PROBLEM SET
**a.** In the passage about the Chinese ships, what was hanging from the stern of each craft?
**b.** Please decide whether each statement agrees with the passage about the Chinese ships, answering yes or no and quoting the words of the passage that settle it. (i) The ships were moored on the right bank. (ii) The ships were watched through binoculars. (iii) The book has a 1996 copyright.
**c.** Transcribe the passage about the Chinese ships from "An indication of" to "dying from boredom.".

READING PASSAGE
[Start of Attachment]

An indication of how far China, as a national culture, remains contentedly in the mire is Winchester's description of page 53: "A squadron of Chinese ships - destroyers, frigates and Corvettes - was moored on the left bank. They looked, I thought, decidedly unprepared either for the protection of China's maritime frontier or for war. Laundry was tangling from the stern of each craft, straw hats were perched on some of the after guns and the sailors were marching about idly, smoking in the warming sun. Had these been British or American vessels the men would have been busily chipping paint, greasing bearings, polishing brass or holystoning the decks: here they looked as though they were on holiday, or else dying from boredom.
"But it was a timely encounter, as it happened, and I gazed with interest at the ships through my binoculars. The headlines that I had seen in Hong Kong papers just a few days before had all been about the Chinese Navy, and what a new and belligerent mood its admirals seemed to have adopted."
The book has a 1996 copyright. Has anything changed since then?

[End of Attachment]

EXTRACTED INFORMATION
[Start of Attachment]

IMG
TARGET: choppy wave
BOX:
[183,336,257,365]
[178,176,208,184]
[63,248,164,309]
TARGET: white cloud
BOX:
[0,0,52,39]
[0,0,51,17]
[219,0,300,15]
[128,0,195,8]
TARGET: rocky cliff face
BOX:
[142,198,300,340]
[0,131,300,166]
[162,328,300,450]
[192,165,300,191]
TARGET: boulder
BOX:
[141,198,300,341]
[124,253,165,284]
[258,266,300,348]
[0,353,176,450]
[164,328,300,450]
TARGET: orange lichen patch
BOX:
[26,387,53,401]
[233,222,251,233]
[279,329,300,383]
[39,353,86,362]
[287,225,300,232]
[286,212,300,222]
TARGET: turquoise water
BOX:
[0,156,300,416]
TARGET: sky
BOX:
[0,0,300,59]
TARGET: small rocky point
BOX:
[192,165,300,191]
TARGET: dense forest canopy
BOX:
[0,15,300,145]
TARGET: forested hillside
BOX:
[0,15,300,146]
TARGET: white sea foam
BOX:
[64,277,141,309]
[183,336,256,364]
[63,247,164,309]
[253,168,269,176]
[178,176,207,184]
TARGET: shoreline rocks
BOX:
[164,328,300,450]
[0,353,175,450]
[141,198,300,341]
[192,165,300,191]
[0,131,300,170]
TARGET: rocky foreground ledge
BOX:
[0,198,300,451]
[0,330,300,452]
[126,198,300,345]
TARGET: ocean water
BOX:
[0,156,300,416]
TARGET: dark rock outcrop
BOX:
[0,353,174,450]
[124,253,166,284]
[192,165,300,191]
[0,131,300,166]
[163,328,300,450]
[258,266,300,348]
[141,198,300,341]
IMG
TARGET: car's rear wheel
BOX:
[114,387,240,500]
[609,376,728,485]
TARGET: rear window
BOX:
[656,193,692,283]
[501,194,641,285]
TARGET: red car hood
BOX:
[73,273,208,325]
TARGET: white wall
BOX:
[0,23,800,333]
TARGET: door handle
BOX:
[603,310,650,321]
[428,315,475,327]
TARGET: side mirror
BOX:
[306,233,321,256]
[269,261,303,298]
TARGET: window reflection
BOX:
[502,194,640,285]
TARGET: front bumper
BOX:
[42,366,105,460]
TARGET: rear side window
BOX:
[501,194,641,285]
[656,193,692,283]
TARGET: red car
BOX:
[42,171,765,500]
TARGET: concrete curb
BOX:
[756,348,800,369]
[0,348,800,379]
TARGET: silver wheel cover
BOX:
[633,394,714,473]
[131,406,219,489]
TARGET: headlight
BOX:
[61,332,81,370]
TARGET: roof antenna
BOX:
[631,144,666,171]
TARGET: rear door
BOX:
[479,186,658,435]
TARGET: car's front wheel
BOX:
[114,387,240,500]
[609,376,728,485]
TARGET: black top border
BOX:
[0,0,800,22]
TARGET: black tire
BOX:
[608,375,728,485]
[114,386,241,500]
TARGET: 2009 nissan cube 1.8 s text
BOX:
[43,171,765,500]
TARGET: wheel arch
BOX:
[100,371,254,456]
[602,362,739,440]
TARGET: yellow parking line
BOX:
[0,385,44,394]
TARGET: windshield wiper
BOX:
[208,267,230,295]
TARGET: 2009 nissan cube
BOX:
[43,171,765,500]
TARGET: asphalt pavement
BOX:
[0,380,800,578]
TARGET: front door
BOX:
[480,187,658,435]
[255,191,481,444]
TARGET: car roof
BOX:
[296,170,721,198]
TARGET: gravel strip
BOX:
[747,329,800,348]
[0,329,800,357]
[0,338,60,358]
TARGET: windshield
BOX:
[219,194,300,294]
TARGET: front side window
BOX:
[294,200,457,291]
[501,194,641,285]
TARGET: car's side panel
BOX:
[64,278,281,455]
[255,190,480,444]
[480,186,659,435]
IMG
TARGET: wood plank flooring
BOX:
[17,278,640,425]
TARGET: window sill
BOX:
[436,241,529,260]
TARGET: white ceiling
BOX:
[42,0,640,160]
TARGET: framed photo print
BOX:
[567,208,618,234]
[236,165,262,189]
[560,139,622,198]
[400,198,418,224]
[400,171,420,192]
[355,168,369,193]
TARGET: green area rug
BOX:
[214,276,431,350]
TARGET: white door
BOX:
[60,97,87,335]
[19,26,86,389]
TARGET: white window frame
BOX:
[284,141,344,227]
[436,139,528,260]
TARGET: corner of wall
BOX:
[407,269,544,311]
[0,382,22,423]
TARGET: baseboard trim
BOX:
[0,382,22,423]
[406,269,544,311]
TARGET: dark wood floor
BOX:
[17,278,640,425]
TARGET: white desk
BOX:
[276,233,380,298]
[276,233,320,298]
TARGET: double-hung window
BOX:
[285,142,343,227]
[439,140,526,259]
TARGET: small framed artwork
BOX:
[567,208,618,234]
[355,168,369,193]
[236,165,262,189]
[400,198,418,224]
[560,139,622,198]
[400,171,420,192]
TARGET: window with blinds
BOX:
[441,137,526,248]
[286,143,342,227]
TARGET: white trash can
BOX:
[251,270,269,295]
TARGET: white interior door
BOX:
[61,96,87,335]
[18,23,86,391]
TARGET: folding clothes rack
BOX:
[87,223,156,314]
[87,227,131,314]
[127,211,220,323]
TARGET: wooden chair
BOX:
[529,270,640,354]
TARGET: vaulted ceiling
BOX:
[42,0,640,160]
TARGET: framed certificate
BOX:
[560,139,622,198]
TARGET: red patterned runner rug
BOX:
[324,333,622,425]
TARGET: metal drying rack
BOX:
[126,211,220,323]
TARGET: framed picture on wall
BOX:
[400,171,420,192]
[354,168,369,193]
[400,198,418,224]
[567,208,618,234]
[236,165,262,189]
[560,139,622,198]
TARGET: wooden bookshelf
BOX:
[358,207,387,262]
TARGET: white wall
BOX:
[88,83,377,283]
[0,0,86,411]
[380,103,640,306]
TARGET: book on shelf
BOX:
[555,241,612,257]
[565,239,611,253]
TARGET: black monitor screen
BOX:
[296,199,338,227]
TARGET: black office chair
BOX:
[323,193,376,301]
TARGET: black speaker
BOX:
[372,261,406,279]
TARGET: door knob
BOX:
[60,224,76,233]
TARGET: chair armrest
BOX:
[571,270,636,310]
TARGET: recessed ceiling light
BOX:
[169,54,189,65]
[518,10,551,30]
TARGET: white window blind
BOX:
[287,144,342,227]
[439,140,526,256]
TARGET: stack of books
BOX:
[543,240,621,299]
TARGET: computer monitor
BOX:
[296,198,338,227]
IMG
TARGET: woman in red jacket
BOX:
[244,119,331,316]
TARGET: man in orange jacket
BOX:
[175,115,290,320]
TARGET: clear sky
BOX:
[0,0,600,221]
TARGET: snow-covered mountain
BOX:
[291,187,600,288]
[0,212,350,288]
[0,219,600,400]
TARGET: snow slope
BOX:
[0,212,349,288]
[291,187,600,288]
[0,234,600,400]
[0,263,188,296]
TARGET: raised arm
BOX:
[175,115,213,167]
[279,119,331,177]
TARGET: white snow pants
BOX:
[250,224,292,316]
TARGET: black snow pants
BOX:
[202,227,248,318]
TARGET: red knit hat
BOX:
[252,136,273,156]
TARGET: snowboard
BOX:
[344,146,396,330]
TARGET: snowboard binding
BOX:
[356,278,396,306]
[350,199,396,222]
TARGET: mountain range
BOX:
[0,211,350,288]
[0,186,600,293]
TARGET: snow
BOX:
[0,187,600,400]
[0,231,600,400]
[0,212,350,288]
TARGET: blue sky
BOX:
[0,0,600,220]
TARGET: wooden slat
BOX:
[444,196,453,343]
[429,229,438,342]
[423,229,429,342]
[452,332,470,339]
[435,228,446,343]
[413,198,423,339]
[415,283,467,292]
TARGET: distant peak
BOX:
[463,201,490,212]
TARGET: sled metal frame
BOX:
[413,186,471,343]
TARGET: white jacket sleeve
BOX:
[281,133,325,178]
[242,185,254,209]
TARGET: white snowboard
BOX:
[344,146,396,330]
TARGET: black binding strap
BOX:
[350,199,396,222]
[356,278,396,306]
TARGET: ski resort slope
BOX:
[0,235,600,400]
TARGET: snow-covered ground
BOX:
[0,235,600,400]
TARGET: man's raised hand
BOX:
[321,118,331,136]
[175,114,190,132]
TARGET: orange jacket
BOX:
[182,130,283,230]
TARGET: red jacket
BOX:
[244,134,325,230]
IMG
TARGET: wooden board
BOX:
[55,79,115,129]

[End of Attachment]

TASK-BY-TASK RESULTS
**a.** Laundry

**b.**
(i) No: "was moored on the left bank"
(ii) Yes: "I gazed with interest at the ships through my binoculars"
(iii) Yes: "The book has a 1996 copyright."

**c.**
An indication of how far China, as a national culture, remains contentedly in the mire is Winchester's description of page 53: "A squadron of Chinese ships - destroyers, frigates and Corvettes - was moored on the left bank. They looked, I thought, decidedly unprepared either for the protection of China's maritime frontier or for war. Laundry was tangling from the stern of each craft, straw hats were perched on some of the after guns and the sailors were marching about idly, smoking in the warming sun. Had these been British or American vessels the men would have been busily chipping paint, greasing bearings, polishing brass or holystoning the decks: here they looked as though they were on holiday, or else dying from boredom.